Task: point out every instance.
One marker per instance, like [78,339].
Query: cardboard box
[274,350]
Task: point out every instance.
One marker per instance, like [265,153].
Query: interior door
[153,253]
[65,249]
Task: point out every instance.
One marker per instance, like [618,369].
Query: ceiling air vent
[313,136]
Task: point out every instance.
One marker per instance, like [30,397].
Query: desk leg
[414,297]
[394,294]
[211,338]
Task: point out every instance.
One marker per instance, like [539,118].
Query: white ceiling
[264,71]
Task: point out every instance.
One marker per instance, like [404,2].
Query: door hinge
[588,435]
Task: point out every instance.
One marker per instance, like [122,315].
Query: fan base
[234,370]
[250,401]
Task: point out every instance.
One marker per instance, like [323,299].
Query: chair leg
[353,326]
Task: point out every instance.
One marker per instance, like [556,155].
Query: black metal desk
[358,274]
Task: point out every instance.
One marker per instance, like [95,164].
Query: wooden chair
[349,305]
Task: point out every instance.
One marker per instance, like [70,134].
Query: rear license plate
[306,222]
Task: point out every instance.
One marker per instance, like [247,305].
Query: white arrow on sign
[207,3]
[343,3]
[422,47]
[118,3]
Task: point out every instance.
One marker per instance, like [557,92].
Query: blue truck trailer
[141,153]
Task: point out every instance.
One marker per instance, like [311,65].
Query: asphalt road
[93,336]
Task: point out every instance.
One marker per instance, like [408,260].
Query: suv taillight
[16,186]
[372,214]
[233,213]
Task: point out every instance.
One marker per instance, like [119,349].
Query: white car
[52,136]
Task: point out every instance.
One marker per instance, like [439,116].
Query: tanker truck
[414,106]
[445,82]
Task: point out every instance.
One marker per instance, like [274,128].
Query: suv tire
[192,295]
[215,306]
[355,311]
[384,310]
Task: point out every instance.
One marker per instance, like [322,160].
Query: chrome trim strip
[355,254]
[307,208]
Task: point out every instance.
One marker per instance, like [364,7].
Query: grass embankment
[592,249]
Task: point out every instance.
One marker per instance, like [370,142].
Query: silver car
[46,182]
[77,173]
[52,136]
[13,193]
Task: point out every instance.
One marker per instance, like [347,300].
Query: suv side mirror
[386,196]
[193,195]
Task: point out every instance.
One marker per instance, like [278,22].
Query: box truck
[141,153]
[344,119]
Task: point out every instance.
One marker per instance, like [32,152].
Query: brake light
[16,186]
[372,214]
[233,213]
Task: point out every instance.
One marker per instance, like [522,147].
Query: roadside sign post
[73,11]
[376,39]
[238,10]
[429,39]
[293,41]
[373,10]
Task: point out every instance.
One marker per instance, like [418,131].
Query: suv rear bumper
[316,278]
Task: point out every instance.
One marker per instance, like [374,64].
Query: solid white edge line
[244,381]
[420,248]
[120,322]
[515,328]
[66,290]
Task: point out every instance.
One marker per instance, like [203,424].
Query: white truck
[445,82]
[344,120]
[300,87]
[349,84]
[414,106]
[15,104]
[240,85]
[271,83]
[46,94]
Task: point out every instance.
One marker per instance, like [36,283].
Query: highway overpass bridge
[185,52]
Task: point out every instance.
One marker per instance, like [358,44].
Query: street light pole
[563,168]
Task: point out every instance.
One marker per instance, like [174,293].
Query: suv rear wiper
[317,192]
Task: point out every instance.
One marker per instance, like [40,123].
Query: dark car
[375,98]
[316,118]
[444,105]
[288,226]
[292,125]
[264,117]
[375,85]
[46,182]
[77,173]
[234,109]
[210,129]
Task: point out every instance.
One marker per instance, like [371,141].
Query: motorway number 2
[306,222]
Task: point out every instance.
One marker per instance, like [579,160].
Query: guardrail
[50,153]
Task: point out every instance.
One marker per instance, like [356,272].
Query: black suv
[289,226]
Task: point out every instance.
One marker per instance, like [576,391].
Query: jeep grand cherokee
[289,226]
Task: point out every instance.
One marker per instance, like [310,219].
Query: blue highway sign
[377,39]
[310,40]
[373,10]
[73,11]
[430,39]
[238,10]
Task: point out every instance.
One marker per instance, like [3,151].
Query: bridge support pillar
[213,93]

※ ※ ※

▶ [Short exercise]:
The full set of records should be duplicated exactly.

▶ [Output for this exercise]:
Task: point out every instance.
One marker per instance, like [78,339].
Query: cardboard box
[274,350]
Task: point out every instance.
One marker per instance, like [265,153].
Query: interior door
[153,253]
[65,249]
Task: point out every instance.
One marker per instance, like [618,369].
Query: ceiling air vent
[313,136]
Task: point out every instance.
One marker per instance, like [30,397].
Query: desk leg
[414,297]
[394,294]
[211,338]
Task: point out every instance.
One marker per instance, like [539,118].
Query: white ceiling
[264,71]
Task: point out every instance.
One marker per instance, like [404,2].
Query: door hinge
[588,435]
Task: point out every instance.
One marker per instance, like [122,315].
Query: fan base
[234,370]
[250,401]
Task: point out every instance.
One marker per instance, like [323,299].
Query: chair leg
[353,326]
Task: point out every instance.
One marker per instance, like [556,155].
Query: black metal desk
[358,274]
Task: point out every instance.
One marker per instance, like [95,164].
Query: wooden chair
[349,305]
Task: point out every instance.
One marker per instance, like [70,134].
Query: rear license plate
[306,222]
Task: point out every instance.
One marker per instance, like [247,305].
Query: white arrow on sign
[207,3]
[343,3]
[422,47]
[118,3]
Task: point out every instance.
One marker per instance, like [557,92].
Query: blue truck trailer
[141,153]
Task: point out every instance.
One marker per instance, like [311,65].
Query: asphalt road
[93,336]
Task: point out every instance.
One marker per instance, like [408,260].
Query: suv taillight
[16,186]
[372,214]
[233,213]
Task: point out every instance.
One marker per instance, like [119,349].
Query: white car
[52,136]
Task: point out every instance.
One marker per instance, like [439,116].
Query: tanker truck
[414,106]
[445,82]
Task: point out every instance.
One marker per instance, like [274,128].
Query: suv tire
[192,295]
[215,306]
[355,311]
[384,310]
Task: point out every instance.
One marker per instance, like [322,160].
Query: chrome trim strip
[355,254]
[307,208]
Task: point out every instance.
One marker per instance, like [364,7].
Query: grass embankment
[592,249]
Task: point out every instance.
One marker per instance, like [370,142].
Query: silver car
[46,182]
[77,173]
[52,136]
[13,193]
Task: point out every instance.
One marker per instance, like [347,300].
Query: suv side mirror
[386,196]
[193,195]
Task: point out every instance.
One marker per instance, like [278,22].
Query: box truck
[141,153]
[344,119]
Task: point out every instance.
One marker per instance, like [32,152].
Query: brake light
[16,186]
[372,214]
[233,213]
Task: point out every instance.
One marker per instance, like [522,147].
Query: roadside sign post
[73,11]
[376,39]
[238,10]
[429,39]
[293,41]
[373,10]
Task: point out every instance.
One marker per instance, like [418,131].
Query: suv rear bumper
[316,278]
Task: point out every instance.
One marker per instance, like [374,64].
Query: solid white edge line
[244,381]
[420,248]
[120,322]
[515,328]
[66,290]
Task: point out every instance.
One marker per instance, like [203,424].
Query: white truck
[445,82]
[344,120]
[300,87]
[349,84]
[414,106]
[15,104]
[240,85]
[271,83]
[46,94]
Task: point out every instance.
One marker per instance, like [36,283].
Query: highway overpass bridge
[185,52]
Task: point out every instance.
One marker per instance, like [358,44].
Query: street light pole
[563,168]
Task: point out every instance.
One marker per instance, like [174,293].
Query: suv rear wiper
[317,192]
Task: point out every instance.
One marker per instance, like [40,123].
Query: dark car
[375,98]
[316,118]
[444,105]
[288,226]
[292,125]
[264,117]
[375,85]
[46,182]
[77,173]
[234,109]
[210,129]
Task: point out every instance.
One marker per instance, like [371,141].
Query: motorway number 2
[306,222]
Task: point out every instance.
One marker per instance, like [579,160].
Query: guardrail
[50,153]
Task: point out every instance.
One marker per instance, like [356,272].
Query: black suv
[289,226]
Task: point out every instance.
One marker per instance, like [576,391].
Query: jeep grand cherokee
[289,226]
Task: point out every instance.
One marker per instance, like [310,219].
Query: blue highway sign
[377,39]
[310,40]
[373,10]
[73,11]
[430,39]
[238,10]
Task: point out every instance.
One marker per instance, like [3,151].
Query: bridge support pillar
[213,93]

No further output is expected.